### Your task
Transcribe all of the records precisely as they are presented.

### Data records
■ ■ ■ ■
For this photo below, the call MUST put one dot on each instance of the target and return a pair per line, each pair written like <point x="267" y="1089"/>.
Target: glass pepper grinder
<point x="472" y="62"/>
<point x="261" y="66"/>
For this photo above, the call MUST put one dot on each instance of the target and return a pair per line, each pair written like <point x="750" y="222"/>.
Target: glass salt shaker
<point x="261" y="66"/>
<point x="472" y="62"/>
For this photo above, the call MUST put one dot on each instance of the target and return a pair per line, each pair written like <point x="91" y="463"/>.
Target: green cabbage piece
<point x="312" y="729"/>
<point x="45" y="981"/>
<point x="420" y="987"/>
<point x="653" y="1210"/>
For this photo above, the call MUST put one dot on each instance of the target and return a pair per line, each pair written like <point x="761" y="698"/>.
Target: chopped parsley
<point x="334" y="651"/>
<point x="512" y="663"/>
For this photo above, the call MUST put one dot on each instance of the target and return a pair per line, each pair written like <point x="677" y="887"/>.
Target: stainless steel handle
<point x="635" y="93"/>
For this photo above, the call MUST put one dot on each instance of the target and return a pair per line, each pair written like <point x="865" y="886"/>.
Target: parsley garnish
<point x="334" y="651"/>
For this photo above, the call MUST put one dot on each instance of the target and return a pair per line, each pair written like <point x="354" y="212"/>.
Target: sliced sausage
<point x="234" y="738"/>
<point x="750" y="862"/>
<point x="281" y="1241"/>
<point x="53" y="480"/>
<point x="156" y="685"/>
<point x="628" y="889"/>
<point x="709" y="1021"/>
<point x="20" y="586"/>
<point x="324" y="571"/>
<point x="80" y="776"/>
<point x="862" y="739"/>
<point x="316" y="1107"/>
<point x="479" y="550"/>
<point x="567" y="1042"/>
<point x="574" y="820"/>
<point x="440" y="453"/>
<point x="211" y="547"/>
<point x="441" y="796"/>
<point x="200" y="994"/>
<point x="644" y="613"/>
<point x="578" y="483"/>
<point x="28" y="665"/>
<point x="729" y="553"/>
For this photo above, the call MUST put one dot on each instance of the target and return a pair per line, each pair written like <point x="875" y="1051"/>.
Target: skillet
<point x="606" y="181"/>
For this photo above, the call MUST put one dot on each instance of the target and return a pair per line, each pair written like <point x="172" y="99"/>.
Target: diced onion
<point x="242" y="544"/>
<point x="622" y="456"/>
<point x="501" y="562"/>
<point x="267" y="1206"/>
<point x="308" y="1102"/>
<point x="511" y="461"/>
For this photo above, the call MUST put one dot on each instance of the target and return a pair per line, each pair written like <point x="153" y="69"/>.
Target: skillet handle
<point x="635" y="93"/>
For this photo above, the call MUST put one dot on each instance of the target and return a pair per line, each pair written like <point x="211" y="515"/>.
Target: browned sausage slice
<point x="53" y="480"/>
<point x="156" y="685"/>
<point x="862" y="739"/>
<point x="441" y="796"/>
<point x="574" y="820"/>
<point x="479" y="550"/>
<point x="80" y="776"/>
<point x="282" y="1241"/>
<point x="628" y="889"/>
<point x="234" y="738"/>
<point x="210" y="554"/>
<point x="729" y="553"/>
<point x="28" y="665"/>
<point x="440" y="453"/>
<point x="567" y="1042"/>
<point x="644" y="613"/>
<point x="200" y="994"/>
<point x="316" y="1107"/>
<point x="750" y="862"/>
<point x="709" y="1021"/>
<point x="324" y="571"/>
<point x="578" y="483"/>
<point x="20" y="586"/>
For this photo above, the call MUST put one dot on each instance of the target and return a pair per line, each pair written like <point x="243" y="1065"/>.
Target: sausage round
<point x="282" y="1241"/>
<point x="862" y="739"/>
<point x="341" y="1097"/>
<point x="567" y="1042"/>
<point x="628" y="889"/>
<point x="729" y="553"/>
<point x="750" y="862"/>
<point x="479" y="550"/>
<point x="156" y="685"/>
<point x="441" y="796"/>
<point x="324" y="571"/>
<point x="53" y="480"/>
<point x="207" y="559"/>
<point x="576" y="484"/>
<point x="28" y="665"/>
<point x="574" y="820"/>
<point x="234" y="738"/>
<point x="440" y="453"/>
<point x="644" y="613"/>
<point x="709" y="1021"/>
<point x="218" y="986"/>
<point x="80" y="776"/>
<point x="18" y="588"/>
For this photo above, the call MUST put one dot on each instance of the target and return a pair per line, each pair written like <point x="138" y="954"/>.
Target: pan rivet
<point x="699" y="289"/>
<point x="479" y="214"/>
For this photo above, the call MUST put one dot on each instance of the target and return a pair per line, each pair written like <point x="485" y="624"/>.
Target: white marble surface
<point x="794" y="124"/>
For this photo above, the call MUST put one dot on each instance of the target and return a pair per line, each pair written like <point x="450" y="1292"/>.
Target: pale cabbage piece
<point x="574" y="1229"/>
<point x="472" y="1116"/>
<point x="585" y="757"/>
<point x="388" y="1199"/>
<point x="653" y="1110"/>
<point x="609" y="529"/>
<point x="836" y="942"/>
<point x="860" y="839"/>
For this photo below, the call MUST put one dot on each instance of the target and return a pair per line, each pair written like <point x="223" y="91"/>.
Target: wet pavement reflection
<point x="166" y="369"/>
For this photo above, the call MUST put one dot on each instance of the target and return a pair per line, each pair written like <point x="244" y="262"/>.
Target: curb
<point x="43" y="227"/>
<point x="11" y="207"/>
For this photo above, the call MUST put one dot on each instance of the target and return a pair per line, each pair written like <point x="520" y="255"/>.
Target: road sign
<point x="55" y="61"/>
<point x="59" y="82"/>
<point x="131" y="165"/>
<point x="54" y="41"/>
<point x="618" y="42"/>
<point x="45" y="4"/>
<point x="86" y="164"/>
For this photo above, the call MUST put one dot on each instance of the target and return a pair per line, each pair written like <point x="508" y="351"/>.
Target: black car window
■ ■ ■ ■
### Exercise output
For this photo below, the call MUST put one dot on each instance of the target and return a pair per line, each pair written like <point x="267" y="1089"/>.
Target: glass pepper grinder
<point x="472" y="62"/>
<point x="261" y="66"/>
For this photo above, the call MUST put one dot on each instance of the target and return a pair per line, each pair written like <point x="750" y="222"/>.
Target: glass salt shaker
<point x="261" y="66"/>
<point x="472" y="62"/>
For this photo above, the call MUST put one dot on each instance of the target and return a pair per line, each pair written like <point x="91" y="463"/>.
Target: green cabbage piece
<point x="312" y="729"/>
<point x="45" y="981"/>
<point x="420" y="987"/>
<point x="653" y="1210"/>
For this photo above, the call MUST put one dot on each instance of the target and return a pair per line, each pair written like <point x="761" y="698"/>.
Target: chopped parsley
<point x="334" y="651"/>
<point x="512" y="663"/>
For this photo above, the call MUST put one dot on each instance of the target and return a pair per line, each pair written like <point x="677" y="887"/>.
Target: stainless steel handle
<point x="635" y="93"/>
For this photo above, the call MUST put one dot on each instance of the target and return a pair per line, each pair written like <point x="865" y="886"/>.
Target: parsley garnish
<point x="334" y="651"/>
For this photo above, the call MUST put one dot on each instance of the target and return a pair per line, each pair written like <point x="354" y="212"/>.
Target: sliced sausage
<point x="234" y="738"/>
<point x="750" y="862"/>
<point x="281" y="1241"/>
<point x="53" y="480"/>
<point x="156" y="685"/>
<point x="628" y="889"/>
<point x="709" y="1021"/>
<point x="20" y="586"/>
<point x="324" y="571"/>
<point x="80" y="776"/>
<point x="862" y="739"/>
<point x="316" y="1107"/>
<point x="479" y="550"/>
<point x="567" y="1042"/>
<point x="574" y="820"/>
<point x="440" y="453"/>
<point x="211" y="547"/>
<point x="441" y="796"/>
<point x="200" y="994"/>
<point x="644" y="613"/>
<point x="578" y="483"/>
<point x="28" y="665"/>
<point x="729" y="553"/>
For this photo above, the call MUST put one dot on each instance of the target and return a pair per line, each pair written like <point x="875" y="1051"/>.
Target: skillet
<point x="606" y="181"/>
For this photo above, the call MUST put one dot on each instance of the target and return a pair per line, each pair written like <point x="172" y="99"/>.
Target: diced onion
<point x="242" y="544"/>
<point x="622" y="456"/>
<point x="501" y="562"/>
<point x="267" y="1206"/>
<point x="308" y="1102"/>
<point x="511" y="461"/>
For this photo above, the call MUST put one dot on each instance of the target and return a pair per line, each pair written like <point x="153" y="69"/>.
Target: skillet handle
<point x="635" y="93"/>
For this photo above, the call MUST put one dot on each instance of the target and return a pair per line, each pair written like <point x="211" y="515"/>.
Target: browned sausage slice
<point x="53" y="480"/>
<point x="156" y="685"/>
<point x="862" y="739"/>
<point x="441" y="796"/>
<point x="574" y="820"/>
<point x="479" y="550"/>
<point x="80" y="776"/>
<point x="282" y="1241"/>
<point x="628" y="889"/>
<point x="234" y="738"/>
<point x="210" y="554"/>
<point x="729" y="553"/>
<point x="28" y="665"/>
<point x="440" y="453"/>
<point x="567" y="1042"/>
<point x="644" y="613"/>
<point x="200" y="994"/>
<point x="316" y="1107"/>
<point x="750" y="862"/>
<point x="709" y="1021"/>
<point x="324" y="571"/>
<point x="578" y="483"/>
<point x="20" y="586"/>
For this photo above, the call MUST put one dot on each instance of the target and return a pair per line, each pair written like <point x="243" y="1065"/>.
Target: sausage round
<point x="282" y="1241"/>
<point x="862" y="739"/>
<point x="341" y="1097"/>
<point x="567" y="1042"/>
<point x="628" y="889"/>
<point x="729" y="553"/>
<point x="750" y="862"/>
<point x="479" y="550"/>
<point x="156" y="685"/>
<point x="441" y="796"/>
<point x="324" y="571"/>
<point x="53" y="480"/>
<point x="207" y="559"/>
<point x="576" y="484"/>
<point x="28" y="665"/>
<point x="574" y="820"/>
<point x="234" y="738"/>
<point x="440" y="453"/>
<point x="644" y="613"/>
<point x="709" y="1021"/>
<point x="218" y="986"/>
<point x="80" y="776"/>
<point x="18" y="588"/>
For this photo above, the call MUST put one dot on each instance of the target and return a pair per line, each pair written like <point x="138" y="954"/>.
Target: pan rivet
<point x="699" y="289"/>
<point x="479" y="214"/>
For this photo above, the call MUST put one dot on each instance of the target and return a pair per line, each pair written like <point x="485" y="624"/>.
Target: white marble surface
<point x="794" y="124"/>
For this photo above, the call MUST put one dot on each instance of the target and return a pair per line, each pair written like <point x="450" y="1292"/>.
Target: pale cabbage piece
<point x="574" y="1229"/>
<point x="472" y="1116"/>
<point x="585" y="757"/>
<point x="388" y="1199"/>
<point x="653" y="1110"/>
<point x="609" y="529"/>
<point x="836" y="942"/>
<point x="860" y="839"/>
For this photo below, the call MUST put one dot on each instance of the target and return a pair per line, each pair written like <point x="223" y="91"/>.
Target: wet pavement reflection
<point x="166" y="369"/>
For this photo above, the call MUST put one dot on each instance of the target and return a pair per line, each pair written like <point x="244" y="262"/>.
Target: curb
<point x="43" y="227"/>
<point x="11" y="207"/>
For this photo above, the call MUST put one dot on each instance of the target and return a pair per line, each pair written like <point x="520" y="255"/>.
Target: road sign
<point x="55" y="61"/>
<point x="59" y="82"/>
<point x="131" y="165"/>
<point x="54" y="41"/>
<point x="618" y="42"/>
<point x="45" y="4"/>
<point x="86" y="164"/>
For this photo above, the call MUST put one dot on each instance of the target and return a pair per line, each pair written like <point x="508" y="351"/>.
Target: black car window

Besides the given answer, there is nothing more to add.